**Task to carry out**
Please pick out every line in the rows below that contains the word "yellow", and copy each one unchanged.

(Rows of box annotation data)
— start —
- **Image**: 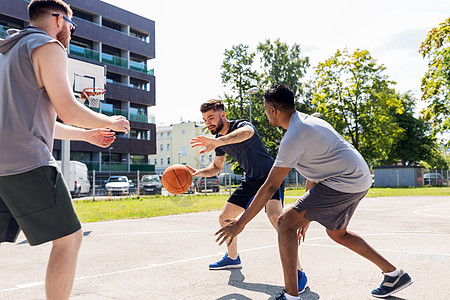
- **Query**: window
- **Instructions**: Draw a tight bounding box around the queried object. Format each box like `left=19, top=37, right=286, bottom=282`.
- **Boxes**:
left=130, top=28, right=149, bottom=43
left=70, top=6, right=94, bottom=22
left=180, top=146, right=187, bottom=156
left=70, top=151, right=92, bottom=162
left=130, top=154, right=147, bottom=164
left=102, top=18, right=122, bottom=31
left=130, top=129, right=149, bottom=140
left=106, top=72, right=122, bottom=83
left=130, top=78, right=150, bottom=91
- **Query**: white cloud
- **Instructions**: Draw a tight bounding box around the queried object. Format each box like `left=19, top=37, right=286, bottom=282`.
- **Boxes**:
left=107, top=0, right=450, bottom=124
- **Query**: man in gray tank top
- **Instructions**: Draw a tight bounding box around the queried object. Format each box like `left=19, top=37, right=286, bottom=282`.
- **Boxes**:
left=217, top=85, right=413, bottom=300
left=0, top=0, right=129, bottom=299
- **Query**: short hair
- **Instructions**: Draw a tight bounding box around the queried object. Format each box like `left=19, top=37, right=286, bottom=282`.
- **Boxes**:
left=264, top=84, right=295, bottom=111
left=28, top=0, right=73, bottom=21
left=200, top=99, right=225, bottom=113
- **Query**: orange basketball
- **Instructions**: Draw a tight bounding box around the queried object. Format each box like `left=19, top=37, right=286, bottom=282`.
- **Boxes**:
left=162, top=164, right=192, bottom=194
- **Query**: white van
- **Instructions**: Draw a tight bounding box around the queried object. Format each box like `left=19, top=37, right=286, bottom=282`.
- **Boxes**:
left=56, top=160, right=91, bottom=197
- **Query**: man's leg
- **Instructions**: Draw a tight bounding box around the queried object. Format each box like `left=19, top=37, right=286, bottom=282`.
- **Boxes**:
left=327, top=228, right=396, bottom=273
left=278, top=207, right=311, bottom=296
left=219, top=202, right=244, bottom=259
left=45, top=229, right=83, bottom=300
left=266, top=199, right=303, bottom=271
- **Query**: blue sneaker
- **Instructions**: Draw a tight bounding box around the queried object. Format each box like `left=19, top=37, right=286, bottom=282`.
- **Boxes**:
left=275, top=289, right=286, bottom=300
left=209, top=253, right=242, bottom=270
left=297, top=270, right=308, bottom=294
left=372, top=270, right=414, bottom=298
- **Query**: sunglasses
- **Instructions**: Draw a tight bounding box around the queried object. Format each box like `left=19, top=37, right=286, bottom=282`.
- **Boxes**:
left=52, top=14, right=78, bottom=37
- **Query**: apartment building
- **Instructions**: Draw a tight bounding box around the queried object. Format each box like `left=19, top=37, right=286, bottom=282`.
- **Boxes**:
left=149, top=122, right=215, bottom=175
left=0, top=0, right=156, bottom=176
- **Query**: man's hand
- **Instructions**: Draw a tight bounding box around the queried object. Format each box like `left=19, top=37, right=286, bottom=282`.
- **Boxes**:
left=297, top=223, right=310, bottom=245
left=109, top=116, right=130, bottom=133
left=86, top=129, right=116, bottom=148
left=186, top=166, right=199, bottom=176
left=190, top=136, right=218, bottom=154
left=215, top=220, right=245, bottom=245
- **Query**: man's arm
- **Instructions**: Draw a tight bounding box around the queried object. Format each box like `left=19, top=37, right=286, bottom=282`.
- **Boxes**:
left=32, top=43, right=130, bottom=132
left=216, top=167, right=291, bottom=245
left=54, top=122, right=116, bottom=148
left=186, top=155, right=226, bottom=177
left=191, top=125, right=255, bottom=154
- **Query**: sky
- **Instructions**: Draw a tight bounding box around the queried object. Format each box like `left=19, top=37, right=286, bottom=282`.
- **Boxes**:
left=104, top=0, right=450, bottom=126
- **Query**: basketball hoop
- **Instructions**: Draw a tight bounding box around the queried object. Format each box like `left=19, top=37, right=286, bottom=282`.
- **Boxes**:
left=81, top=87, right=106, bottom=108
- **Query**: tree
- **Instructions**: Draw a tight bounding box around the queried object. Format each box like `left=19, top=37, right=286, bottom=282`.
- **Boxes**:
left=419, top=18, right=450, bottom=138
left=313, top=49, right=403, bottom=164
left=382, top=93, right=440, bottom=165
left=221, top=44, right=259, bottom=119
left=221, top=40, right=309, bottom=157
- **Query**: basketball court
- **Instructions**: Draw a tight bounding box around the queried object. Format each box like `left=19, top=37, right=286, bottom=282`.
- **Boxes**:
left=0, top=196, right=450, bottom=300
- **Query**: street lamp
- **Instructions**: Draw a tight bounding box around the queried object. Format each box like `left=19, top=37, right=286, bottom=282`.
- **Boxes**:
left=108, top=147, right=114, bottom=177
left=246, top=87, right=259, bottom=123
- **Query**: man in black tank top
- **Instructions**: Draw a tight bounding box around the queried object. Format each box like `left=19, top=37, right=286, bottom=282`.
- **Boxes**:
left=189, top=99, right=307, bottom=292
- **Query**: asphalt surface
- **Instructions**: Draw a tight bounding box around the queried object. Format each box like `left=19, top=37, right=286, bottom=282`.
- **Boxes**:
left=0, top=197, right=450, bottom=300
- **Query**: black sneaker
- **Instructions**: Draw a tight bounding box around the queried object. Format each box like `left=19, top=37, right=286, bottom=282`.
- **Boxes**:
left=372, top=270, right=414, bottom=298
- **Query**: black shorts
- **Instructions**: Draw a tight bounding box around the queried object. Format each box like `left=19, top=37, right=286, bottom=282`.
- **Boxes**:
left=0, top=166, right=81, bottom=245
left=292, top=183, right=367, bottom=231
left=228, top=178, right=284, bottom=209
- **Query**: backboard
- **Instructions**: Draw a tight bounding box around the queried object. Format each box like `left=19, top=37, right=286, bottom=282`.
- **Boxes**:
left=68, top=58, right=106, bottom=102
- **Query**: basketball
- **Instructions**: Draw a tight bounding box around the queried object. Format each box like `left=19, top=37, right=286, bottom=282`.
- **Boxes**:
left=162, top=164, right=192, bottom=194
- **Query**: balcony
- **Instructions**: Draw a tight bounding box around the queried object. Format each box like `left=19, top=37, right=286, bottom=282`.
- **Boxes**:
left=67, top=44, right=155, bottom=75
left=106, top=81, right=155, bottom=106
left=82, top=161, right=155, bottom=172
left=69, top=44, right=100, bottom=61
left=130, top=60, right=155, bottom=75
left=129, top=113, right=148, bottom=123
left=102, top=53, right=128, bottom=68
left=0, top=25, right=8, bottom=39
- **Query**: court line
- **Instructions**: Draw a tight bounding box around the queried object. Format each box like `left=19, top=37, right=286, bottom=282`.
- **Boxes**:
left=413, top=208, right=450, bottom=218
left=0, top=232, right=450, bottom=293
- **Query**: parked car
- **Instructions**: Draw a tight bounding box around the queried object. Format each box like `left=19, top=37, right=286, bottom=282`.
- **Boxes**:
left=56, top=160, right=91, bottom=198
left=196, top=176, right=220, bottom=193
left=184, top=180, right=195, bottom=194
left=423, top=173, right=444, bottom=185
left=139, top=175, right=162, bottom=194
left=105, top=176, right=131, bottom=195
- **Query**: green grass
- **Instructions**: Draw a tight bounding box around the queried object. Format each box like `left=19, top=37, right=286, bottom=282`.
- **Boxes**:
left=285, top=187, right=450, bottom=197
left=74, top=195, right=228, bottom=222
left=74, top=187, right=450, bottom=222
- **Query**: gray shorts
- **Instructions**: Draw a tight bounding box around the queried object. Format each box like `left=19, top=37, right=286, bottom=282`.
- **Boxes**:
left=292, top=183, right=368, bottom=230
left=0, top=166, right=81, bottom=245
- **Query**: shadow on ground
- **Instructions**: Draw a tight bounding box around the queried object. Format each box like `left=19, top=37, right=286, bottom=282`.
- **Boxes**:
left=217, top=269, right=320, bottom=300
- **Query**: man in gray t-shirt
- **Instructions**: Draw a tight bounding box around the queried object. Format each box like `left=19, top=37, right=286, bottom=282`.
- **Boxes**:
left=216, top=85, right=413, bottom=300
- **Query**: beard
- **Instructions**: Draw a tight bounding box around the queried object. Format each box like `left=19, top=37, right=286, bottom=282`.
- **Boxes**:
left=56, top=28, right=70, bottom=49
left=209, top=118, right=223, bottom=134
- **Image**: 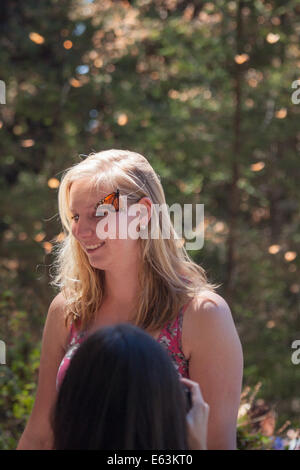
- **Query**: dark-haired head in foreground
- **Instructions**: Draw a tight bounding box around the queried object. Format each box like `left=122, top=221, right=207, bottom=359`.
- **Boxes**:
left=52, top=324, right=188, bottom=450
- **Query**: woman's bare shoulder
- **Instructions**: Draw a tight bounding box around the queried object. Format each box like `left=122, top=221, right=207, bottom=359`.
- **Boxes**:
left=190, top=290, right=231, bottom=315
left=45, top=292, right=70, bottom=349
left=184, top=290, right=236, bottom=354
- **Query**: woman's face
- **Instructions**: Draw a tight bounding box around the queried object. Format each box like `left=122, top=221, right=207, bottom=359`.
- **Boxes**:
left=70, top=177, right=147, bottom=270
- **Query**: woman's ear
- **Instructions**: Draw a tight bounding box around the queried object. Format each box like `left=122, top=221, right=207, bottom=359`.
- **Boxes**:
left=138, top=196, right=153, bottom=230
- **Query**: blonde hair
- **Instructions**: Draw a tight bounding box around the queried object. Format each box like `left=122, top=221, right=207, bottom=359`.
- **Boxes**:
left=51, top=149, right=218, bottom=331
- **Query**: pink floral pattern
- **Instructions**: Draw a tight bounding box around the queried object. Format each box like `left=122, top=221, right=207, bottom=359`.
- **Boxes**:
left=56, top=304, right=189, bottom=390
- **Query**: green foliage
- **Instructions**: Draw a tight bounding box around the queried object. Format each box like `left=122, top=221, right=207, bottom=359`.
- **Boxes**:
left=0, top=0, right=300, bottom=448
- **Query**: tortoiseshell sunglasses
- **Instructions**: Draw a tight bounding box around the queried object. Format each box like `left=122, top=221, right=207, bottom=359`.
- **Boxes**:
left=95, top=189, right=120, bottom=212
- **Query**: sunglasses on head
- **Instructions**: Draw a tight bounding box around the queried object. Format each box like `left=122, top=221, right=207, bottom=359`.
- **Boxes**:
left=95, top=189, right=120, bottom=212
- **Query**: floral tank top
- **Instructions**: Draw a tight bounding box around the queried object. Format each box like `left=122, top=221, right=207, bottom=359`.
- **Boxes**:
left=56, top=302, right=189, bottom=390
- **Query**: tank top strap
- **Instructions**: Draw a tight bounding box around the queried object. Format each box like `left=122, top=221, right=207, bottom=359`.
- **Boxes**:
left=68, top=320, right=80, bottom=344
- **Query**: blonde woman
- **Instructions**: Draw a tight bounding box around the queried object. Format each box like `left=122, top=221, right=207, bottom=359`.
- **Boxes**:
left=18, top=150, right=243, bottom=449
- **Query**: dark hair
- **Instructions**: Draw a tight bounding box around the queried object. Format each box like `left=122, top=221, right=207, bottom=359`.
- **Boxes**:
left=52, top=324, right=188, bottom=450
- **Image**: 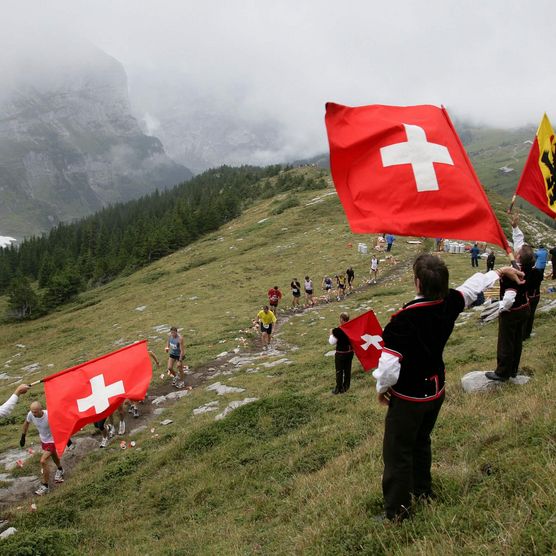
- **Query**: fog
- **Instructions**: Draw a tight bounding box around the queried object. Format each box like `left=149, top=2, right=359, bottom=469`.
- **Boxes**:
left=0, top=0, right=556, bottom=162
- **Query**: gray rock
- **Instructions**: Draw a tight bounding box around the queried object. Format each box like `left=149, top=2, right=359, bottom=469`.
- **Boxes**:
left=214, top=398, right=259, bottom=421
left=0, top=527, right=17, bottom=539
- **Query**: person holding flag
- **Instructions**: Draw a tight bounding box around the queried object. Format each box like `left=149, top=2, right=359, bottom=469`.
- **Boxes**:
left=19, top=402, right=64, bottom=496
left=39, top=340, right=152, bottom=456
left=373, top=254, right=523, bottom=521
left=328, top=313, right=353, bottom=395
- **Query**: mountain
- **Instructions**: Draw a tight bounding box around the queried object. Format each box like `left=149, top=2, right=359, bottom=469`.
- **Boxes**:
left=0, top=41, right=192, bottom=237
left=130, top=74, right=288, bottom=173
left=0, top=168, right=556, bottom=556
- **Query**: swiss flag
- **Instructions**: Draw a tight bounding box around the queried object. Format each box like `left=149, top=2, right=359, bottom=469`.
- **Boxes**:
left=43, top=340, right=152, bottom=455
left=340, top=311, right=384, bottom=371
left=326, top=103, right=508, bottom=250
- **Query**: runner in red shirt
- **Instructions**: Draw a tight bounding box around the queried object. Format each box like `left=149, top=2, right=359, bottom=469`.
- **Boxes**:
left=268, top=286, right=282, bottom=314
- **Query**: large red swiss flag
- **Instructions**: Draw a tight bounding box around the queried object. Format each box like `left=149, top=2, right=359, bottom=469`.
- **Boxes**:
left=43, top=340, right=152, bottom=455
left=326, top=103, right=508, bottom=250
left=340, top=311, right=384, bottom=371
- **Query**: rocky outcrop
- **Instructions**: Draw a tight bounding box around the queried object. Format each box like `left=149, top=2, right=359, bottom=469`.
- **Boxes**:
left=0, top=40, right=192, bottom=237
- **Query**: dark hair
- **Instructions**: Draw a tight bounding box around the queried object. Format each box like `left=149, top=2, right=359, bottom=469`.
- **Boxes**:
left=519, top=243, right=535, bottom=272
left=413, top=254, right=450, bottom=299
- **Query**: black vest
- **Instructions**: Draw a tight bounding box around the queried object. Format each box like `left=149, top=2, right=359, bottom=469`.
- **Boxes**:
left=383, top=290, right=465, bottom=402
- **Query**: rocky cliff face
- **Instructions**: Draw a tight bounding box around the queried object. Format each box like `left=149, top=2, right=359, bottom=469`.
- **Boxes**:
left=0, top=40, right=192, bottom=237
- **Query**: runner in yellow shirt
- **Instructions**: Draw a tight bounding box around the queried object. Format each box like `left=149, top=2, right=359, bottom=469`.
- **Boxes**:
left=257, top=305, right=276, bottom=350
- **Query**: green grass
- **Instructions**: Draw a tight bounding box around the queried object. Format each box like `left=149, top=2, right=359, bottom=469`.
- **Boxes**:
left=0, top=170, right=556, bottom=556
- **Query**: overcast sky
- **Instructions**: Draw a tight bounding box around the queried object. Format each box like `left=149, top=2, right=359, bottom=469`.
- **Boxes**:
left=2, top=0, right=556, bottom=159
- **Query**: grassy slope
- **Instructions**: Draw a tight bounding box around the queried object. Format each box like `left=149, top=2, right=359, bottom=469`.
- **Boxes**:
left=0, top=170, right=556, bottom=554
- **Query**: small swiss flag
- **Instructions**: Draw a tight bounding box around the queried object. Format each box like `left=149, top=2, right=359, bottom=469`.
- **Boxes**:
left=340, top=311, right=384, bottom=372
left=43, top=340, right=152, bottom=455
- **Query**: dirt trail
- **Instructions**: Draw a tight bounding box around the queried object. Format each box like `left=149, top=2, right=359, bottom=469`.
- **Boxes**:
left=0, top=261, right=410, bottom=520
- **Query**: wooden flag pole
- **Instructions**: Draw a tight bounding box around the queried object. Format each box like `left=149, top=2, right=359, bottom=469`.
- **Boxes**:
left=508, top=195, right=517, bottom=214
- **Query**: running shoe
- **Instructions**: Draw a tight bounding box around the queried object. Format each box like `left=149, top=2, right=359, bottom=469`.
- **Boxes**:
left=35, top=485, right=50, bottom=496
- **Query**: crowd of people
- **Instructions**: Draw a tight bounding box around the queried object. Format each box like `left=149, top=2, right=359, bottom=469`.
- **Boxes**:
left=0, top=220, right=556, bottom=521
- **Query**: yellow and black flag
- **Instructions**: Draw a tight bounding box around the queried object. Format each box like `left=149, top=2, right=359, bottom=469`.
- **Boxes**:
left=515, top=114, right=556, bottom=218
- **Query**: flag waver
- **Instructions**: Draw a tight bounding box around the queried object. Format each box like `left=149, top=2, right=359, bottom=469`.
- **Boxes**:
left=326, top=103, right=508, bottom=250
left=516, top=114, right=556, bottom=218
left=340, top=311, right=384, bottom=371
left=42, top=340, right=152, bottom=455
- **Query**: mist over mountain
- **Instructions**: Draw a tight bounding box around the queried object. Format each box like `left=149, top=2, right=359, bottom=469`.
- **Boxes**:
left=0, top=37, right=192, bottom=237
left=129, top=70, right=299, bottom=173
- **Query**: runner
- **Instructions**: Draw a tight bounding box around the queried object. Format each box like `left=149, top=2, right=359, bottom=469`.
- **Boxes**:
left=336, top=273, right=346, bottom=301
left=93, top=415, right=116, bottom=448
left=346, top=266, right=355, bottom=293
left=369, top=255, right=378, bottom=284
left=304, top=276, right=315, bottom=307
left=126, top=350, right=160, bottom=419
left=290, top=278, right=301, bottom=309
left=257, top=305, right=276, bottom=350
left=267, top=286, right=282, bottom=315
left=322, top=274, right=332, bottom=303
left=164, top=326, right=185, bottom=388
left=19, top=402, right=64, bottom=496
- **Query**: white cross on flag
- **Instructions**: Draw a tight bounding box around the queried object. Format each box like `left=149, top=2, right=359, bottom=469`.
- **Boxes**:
— end —
**Correct answer**
- **Query**: runner in yellow shirt
- **Query**: yellow and black flag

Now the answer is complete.